NASA Hurricane Hunters to Enter 'Cradle of Thunder' in July; Telephone News Conference to Be Held June 23
Erica Hupp/Marta Metelko
Media Advisory: 05-100
NASA hurricane researchers are available for a telephone news conference at 11 a.m. CDT June 23, to discuss the "Tropical Cloud Systems and Processes" mission to Costa Rica in July. There, in the Pacific Ocean's "cradle of thunder," mission scientists expect to observe the genesis of some of the world's most dangerous weather formations.
The month-long project will document the development of tropical storms, hurricanes and related phenomena originating around Costa Rica, where the sheltering Guanacaste and Talamanca mountain ranges offer a prime site for the birth of violent weather patterns. The study continues NASA's successful Convection and Moisture Experiment (CAMEX) research mission, a hurricane study begun in 1993. Today five NASA centers, 10 American universities and the National Oceanic and Atmospheric Administration are participants.

→ **What you will do**:
- a) According to the NASA advisory, why does the area around Costa Rica suit a study of how violent weather forms? Answer in one to three sentences.
- b) Carry the NASA advisory forward, picking up after its final sentence.
The rows after this point are separate material with no connection to the NASA advisory.

(Stored records)
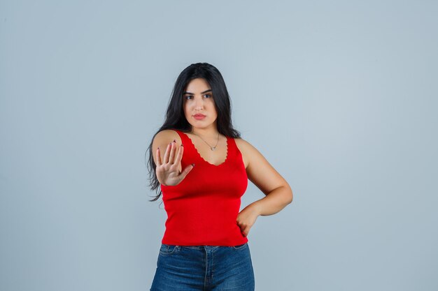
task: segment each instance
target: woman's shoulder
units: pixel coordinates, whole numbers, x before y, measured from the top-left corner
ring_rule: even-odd
[[[245,168],[247,168],[250,158],[249,156],[250,155],[250,148],[253,147],[253,145],[242,137],[234,137],[233,139],[234,140],[237,149],[239,149],[239,151],[242,154]]]

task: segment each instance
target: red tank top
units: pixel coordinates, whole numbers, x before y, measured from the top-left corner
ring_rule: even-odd
[[[162,244],[179,246],[237,246],[245,244],[236,219],[241,197],[248,186],[241,153],[227,137],[225,161],[215,165],[198,153],[185,133],[178,133],[184,145],[181,167],[195,167],[178,185],[161,185],[167,213]]]

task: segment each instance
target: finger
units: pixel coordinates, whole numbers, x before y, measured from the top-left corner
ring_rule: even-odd
[[[169,161],[171,164],[175,163],[174,160],[175,159],[175,151],[176,150],[176,142],[175,142],[175,140],[171,142],[171,148],[170,150],[170,158],[169,158]]]
[[[169,142],[167,144],[167,147],[166,148],[166,152],[164,153],[164,159],[163,160],[164,163],[169,163],[169,156],[170,154],[170,149],[171,149],[172,143]]]
[[[181,160],[183,158],[183,152],[184,151],[184,146],[181,144],[178,149],[178,154],[176,155],[176,158],[175,159],[175,163],[176,165],[179,165],[181,163]]]
[[[157,148],[157,166],[161,165],[162,162],[161,161],[161,155],[160,154],[160,147]]]
[[[192,170],[192,169],[193,169],[194,167],[195,167],[195,164],[190,164],[188,165],[187,167],[185,167],[185,169],[184,169],[183,172],[181,172],[181,174],[180,174],[181,180],[185,178],[185,176],[187,176],[187,174]]]

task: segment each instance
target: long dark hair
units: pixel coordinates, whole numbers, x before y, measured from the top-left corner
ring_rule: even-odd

→ **Results by task**:
- a) The sheltering Guanacaste and Talamanca mountain ranges around Costa Rica make it a prime site for the birth of violent weather patterns. Tropical storms, hurricanes and related phenomena originate there.

- b)
Dr. Ramesh Kakar, weather focus area leader for NASA's Science Mission Directorate; cloud radar expert and research meteorologist Dr. Gerry Heymsfield of NASA's Goddard Space Flight Center in Greenbelt, Md.; Dr. Edward Zipser, chairman and professor of the Department of Meteorology at the University of Utah in Salt Lake City; and Dr. Frank Marks, director of the Hurricane Research Division of NOAA's Atlantic Oceanographic and Meteorological Laboratory in Miami.